» **TEXT SEGMENT**:

[BEGIN]

I wrote back to the mom that I knew exactly what she was talking about, and I was sorry if hearing about that was distressing to Sneezer, and I would discuss it with LG. Before I went to discuss it with LG a few days later, I reread the other mother’s email. And I had not caught this upon first reading, but she said there, “If you discuss this with LG, do NOT tell her that Sneezer told me and I told you. Sneezer is worried about getting her in trouble.”
(Here’s the part where I shatter any remaining illusions that I am a pleasant, easy-going person; I really think I used to be. I don’t know if it’s WTF, or old age, or what, but stuff bugs me now, and I say so.) Maybe it’s just me, but that pissed me off. I didn’t get any say in the matter. I was being instructed on how to handle a sensitive subject with my child. I really resented this other woman making the rules about how I could and couldn’t do that. And somehow, just the very act of my opening her email obligated me to follow the rules contained therein, or else be a . . . bad person? Bad friend? Tattletale?
I wrote back to her,
“I didn’t bring this up with LG earlier in the week, because we’ve been so busy. I went back and read your email before approaching her about the subject, and I was glad I did. I didn’t catch the first time that you didn’t want me to mention Sneezer. I will talk to her about it without mentioning Sneezer, as you asked. But I did want to let you know, for future reference, that’s not how I normally communicate with LG, i.e., bringing up something but being unwilling to fully disclose where I’m coming from. I wouldn’t want her to do that with me, so I don’t like to do that with her. I only mention this because I hope that if anything arises in the future that you think I should know about, you will still tell me, even knowing that I will tell her where my information came from.

[END]

Position identification records:
[BEGIN]

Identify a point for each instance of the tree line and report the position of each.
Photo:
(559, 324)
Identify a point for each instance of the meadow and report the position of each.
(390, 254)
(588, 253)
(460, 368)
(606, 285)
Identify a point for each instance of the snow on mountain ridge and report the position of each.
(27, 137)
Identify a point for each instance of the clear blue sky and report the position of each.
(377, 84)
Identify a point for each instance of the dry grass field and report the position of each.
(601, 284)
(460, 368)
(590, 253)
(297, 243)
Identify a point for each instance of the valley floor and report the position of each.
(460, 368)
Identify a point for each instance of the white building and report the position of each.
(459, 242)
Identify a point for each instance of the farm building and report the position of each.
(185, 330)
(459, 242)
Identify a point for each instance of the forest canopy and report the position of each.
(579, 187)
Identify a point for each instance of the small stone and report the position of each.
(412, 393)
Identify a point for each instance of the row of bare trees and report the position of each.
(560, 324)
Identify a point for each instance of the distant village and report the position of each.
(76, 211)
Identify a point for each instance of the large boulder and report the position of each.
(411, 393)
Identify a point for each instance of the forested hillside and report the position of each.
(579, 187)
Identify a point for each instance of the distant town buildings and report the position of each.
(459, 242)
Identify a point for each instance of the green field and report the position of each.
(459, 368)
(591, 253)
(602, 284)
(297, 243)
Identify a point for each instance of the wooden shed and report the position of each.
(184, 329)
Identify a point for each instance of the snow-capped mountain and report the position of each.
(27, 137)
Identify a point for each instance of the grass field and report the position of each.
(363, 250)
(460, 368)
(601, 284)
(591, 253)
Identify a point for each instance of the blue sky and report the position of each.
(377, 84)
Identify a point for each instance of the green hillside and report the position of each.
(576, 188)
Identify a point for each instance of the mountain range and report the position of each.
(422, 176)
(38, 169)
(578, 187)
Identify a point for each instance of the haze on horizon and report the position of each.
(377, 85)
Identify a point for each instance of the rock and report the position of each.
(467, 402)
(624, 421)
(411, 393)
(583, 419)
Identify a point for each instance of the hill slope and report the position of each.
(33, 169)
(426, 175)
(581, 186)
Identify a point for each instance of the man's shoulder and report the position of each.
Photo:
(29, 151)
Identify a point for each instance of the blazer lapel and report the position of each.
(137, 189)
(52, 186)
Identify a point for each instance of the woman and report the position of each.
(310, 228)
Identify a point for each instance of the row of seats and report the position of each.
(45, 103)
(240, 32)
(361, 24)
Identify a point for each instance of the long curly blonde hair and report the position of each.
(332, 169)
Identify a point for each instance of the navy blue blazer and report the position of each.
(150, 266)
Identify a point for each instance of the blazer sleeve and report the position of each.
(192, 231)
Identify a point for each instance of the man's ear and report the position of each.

[END]

» **TASK REQUIREMENTS**:
A: In the passage about the emails between the two mothers, why does the writer say she doesn't like holding back where her information came from when she talks with LG? Answer in one to three sentences.
B: Continue the passage about the emails between the two mothers, picking up right after its last sentence.
The entries are separate material and have nothing to do with the passage.

» **RESULTS**:
A: She wouldn't want LG to bring something up with her while hiding where it came from. So she doesn't want to do that to LG either.

B:
. . . And you can reassure Sneezer that LG isn’t in trouble; I don’t think she did anything wrong. I do need to remind her that not everyone talks about all the things we talk about. Occupational hazard, I’m afraid.
Thanks again for letting me know, and I hope my way of doing things won’t prevent you from communicating any concerns in the future.”
I don’t know whether she’ll ever tell me anything after that. I do know that I don’t want to be constrained by her ideas of parenting, so if she chooses to keep something from me, because I will be honest with my child, that’s the risk I choose to take.
I think it’s the mixed message about these examples that pushes my buttons: I trust you enough to confide this in you, but I don’t trust that you can choose how to handle the information in an appropriate, constructive manner. So I’ll tell you what to do with the information.
How do you handle imposed secrecy? Is it hard for you, or is it just me?